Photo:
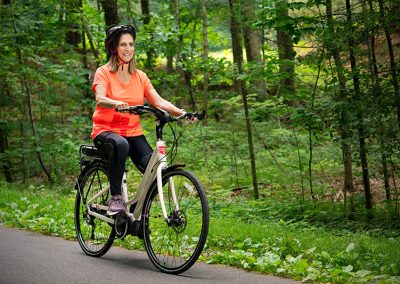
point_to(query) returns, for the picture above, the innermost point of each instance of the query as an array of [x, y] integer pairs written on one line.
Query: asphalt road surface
[[27, 257]]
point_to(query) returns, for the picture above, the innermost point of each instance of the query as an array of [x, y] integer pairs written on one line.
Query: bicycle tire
[[94, 235], [173, 248]]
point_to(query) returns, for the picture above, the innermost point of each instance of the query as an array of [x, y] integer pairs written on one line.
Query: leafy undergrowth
[[257, 235]]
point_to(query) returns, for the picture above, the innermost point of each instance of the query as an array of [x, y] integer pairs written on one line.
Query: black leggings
[[116, 148]]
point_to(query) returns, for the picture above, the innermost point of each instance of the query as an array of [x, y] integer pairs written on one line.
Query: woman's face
[[126, 48]]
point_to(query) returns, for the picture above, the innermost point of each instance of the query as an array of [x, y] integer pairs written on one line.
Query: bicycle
[[169, 211]]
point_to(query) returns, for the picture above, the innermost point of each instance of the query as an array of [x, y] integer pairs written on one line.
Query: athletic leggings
[[116, 148]]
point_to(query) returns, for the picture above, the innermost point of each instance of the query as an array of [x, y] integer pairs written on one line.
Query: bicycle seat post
[[124, 188]]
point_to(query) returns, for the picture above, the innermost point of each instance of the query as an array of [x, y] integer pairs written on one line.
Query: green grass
[[299, 248]]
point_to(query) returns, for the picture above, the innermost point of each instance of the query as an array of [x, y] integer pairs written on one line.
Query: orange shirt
[[133, 93]]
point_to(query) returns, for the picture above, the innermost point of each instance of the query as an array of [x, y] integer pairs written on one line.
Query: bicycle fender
[[172, 167]]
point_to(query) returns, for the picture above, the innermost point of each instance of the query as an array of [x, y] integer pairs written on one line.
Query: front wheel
[[174, 245]]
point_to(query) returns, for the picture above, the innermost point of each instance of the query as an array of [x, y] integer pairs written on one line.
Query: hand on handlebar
[[119, 105]]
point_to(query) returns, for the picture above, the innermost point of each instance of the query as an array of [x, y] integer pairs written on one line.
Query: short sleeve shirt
[[133, 93]]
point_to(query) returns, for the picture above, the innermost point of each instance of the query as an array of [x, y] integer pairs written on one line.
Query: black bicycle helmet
[[113, 34]]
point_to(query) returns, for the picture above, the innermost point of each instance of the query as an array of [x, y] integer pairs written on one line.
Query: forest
[[302, 101]]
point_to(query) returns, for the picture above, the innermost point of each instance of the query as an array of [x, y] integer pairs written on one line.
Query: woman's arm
[[156, 100], [104, 101]]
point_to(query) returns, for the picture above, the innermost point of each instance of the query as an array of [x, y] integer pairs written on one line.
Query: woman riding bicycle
[[118, 84]]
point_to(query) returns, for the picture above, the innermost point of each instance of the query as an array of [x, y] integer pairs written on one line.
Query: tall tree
[[334, 49], [72, 19], [28, 93], [110, 8], [393, 69], [357, 93], [240, 85], [285, 47], [146, 22], [205, 53]]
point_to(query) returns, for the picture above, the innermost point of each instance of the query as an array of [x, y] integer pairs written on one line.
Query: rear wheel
[[174, 245], [94, 235]]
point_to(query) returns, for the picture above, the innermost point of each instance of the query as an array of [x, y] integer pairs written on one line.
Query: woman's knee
[[121, 146]]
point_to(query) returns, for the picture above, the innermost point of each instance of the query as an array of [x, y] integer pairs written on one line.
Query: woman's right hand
[[120, 104]]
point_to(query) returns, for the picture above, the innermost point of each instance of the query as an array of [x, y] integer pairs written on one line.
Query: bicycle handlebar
[[161, 114]]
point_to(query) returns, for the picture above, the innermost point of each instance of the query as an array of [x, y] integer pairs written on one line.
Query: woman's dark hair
[[114, 34], [111, 44]]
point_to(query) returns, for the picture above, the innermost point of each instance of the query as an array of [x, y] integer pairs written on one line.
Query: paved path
[[27, 257]]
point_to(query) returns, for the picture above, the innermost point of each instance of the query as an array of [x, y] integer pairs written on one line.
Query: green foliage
[[296, 249]]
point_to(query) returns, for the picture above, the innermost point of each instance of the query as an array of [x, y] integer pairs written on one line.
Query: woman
[[118, 84]]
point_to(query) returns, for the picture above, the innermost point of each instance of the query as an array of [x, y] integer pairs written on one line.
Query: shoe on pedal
[[116, 205]]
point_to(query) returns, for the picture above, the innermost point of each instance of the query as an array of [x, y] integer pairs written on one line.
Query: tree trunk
[[240, 85], [377, 91], [361, 127], [252, 43], [29, 100], [393, 70], [171, 52], [73, 35], [110, 8], [285, 50], [343, 115], [205, 54], [3, 151], [146, 21]]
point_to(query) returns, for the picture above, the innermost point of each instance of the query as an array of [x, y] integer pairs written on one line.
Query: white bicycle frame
[[156, 165]]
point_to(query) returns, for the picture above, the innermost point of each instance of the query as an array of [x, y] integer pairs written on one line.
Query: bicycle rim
[[94, 235], [173, 248]]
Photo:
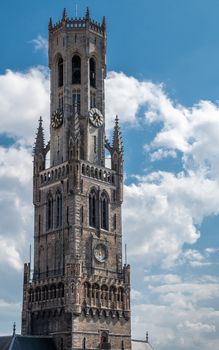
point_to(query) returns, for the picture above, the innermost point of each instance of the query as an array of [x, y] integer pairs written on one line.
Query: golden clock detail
[[96, 117], [57, 119], [100, 252]]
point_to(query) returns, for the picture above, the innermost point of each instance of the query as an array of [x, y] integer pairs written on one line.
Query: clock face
[[96, 117], [57, 119], [100, 252]]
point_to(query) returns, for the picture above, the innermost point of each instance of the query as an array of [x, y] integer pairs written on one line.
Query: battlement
[[79, 23]]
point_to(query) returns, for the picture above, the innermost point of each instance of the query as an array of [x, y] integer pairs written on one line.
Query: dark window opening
[[49, 212], [58, 209], [61, 103], [76, 70], [104, 212], [92, 100], [114, 222], [92, 73], [76, 101], [60, 72], [93, 209]]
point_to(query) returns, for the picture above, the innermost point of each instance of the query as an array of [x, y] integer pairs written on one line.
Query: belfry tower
[[79, 291]]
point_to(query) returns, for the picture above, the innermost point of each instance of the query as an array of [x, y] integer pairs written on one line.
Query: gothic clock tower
[[79, 291]]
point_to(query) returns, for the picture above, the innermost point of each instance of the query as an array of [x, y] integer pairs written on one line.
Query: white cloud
[[161, 210], [160, 213], [23, 98], [174, 315], [40, 43]]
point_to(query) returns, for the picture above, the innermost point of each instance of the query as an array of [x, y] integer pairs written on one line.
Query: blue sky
[[162, 60]]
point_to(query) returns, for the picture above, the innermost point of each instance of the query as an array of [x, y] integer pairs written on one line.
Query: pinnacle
[[117, 136], [64, 15], [104, 23], [39, 144], [50, 23], [87, 15]]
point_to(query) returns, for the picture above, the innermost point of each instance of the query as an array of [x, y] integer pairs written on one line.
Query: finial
[[14, 328], [50, 23], [147, 337], [39, 144], [104, 24], [87, 15], [64, 15], [117, 137]]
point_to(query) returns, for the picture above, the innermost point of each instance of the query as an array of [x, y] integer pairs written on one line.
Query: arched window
[[58, 209], [76, 100], [76, 70], [114, 222], [49, 211], [104, 211], [93, 209], [104, 341], [92, 73], [60, 72], [84, 344]]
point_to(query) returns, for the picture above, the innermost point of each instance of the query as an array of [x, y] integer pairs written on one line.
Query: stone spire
[[50, 23], [64, 15], [104, 24], [117, 137], [39, 143], [14, 329], [87, 14], [76, 126]]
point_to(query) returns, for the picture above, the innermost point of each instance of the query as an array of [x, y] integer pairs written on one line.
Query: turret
[[117, 149], [39, 154]]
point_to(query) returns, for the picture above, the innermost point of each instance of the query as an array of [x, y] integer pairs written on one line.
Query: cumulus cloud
[[40, 43], [15, 205], [23, 98], [175, 316], [163, 210]]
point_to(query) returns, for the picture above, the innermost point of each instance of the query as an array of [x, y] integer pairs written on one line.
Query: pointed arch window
[[104, 211], [58, 209], [60, 72], [93, 209], [76, 101], [49, 211], [92, 73], [76, 69]]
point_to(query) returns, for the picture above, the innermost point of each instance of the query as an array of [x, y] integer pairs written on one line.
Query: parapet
[[79, 23]]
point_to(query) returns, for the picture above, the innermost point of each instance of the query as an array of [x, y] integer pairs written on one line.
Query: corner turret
[[39, 153]]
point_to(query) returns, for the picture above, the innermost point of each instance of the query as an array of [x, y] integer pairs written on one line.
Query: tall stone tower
[[79, 291]]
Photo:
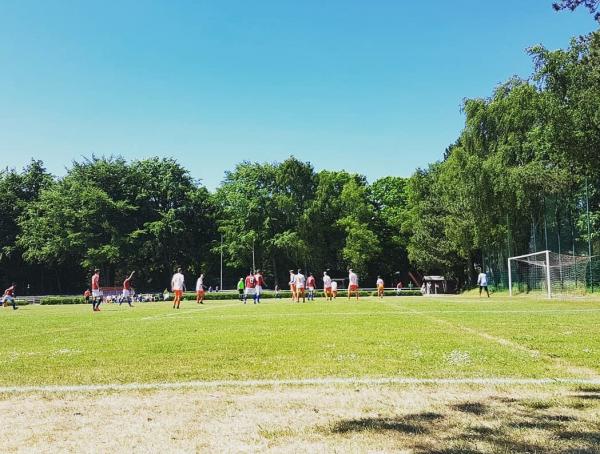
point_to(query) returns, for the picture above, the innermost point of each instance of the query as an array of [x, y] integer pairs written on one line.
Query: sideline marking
[[556, 361], [299, 382]]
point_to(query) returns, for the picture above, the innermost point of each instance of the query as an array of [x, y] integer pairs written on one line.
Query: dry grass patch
[[419, 419]]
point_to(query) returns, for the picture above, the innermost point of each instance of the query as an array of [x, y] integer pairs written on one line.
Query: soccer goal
[[548, 273]]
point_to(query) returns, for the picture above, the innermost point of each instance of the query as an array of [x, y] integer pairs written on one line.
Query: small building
[[435, 284]]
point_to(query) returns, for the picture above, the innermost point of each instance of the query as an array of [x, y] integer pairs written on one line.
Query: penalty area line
[[497, 381]]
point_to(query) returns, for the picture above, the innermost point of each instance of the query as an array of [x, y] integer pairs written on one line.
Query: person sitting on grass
[[9, 296]]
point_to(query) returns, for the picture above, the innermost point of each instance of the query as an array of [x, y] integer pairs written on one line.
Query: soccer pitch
[[279, 340], [410, 374]]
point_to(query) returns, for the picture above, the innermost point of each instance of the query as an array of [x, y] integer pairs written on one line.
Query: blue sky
[[368, 86]]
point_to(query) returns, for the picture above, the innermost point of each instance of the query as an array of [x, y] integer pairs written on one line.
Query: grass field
[[224, 345], [225, 340]]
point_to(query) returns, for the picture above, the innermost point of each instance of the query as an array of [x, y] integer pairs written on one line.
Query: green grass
[[225, 340]]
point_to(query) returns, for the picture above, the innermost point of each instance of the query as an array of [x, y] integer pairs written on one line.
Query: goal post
[[545, 267], [549, 273]]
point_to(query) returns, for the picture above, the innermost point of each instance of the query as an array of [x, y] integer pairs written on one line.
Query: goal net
[[549, 273]]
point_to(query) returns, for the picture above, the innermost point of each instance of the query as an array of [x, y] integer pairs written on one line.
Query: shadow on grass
[[409, 424], [476, 427], [475, 408]]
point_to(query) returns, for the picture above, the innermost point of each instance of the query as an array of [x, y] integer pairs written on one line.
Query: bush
[[52, 300]]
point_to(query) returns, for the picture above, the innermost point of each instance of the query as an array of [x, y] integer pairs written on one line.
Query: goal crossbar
[[549, 272]]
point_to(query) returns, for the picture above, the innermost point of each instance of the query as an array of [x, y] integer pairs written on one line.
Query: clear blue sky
[[369, 86]]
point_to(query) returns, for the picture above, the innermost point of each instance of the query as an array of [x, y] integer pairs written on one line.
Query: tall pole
[[548, 282], [253, 263], [587, 208], [221, 263], [509, 279]]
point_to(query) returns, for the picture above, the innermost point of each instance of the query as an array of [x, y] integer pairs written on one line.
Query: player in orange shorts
[[327, 286], [177, 287], [300, 286], [293, 285], [200, 289], [353, 286], [380, 287]]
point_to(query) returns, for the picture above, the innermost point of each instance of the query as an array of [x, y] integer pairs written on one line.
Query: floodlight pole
[[221, 262], [548, 274], [587, 208], [509, 279], [253, 264]]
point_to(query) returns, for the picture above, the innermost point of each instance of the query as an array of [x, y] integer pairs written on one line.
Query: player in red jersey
[[327, 286], [293, 285], [250, 287], [300, 285], [353, 285], [9, 296], [177, 287], [127, 290], [200, 289], [260, 283], [310, 285], [96, 291]]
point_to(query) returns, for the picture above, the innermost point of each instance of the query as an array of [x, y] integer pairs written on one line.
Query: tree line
[[531, 148]]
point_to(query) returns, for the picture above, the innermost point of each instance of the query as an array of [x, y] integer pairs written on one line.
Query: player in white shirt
[[482, 282], [327, 286], [353, 284], [200, 289], [300, 286], [177, 287]]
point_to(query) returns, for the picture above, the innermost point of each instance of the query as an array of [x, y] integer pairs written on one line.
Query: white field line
[[396, 313], [187, 313], [557, 362], [494, 381]]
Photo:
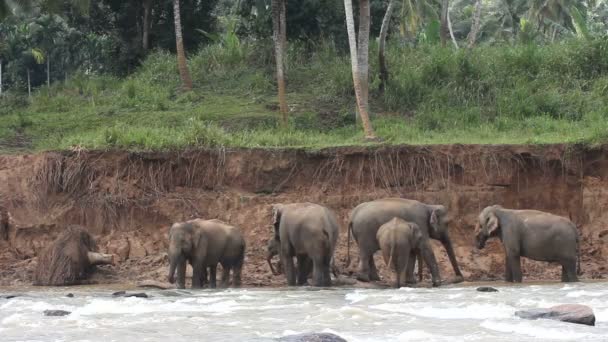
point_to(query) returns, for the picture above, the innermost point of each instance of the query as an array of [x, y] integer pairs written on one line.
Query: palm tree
[[359, 53], [279, 27], [382, 43], [181, 54]]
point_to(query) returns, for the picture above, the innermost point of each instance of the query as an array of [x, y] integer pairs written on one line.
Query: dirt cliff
[[128, 200]]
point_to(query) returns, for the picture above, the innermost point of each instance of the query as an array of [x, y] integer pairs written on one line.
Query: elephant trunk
[[447, 244], [100, 258]]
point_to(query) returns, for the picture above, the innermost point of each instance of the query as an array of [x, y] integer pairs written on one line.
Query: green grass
[[491, 95]]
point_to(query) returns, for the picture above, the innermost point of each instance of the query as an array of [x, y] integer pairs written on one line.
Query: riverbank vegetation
[[523, 85]]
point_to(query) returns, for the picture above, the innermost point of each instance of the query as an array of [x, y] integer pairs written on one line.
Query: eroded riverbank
[[128, 200]]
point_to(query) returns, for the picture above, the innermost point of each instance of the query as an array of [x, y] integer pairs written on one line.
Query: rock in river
[[56, 313], [312, 337], [571, 313]]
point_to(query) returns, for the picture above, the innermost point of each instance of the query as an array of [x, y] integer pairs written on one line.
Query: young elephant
[[399, 241], [533, 234], [309, 232], [205, 243]]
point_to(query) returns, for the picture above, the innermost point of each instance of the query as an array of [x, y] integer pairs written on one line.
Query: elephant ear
[[493, 224]]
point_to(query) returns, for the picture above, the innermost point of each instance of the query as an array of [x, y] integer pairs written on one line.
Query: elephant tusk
[[100, 258]]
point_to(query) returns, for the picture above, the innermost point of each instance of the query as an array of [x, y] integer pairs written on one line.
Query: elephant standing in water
[[366, 219], [309, 232], [533, 234], [205, 243], [401, 241]]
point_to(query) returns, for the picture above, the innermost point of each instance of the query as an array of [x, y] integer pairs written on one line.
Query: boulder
[[312, 337], [571, 313], [56, 313]]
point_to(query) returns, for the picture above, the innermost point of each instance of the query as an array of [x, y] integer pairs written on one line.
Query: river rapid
[[452, 313]]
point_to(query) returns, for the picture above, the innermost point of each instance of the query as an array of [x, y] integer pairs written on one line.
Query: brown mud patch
[[128, 200]]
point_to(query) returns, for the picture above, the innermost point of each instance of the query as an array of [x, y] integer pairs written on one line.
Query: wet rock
[[127, 295], [571, 313], [56, 313], [312, 337], [155, 284]]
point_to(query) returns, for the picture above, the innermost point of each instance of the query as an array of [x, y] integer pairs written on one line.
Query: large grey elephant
[[308, 232], [205, 243], [366, 219], [401, 241], [533, 234]]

● **GIVEN REQUEST**
Locate every line in the records above that contains the word "stone" and copy each of those lines in full. Matching is case-sensitive.

● **TASK RESULT**
Query: stone spire
Query: tall stone tower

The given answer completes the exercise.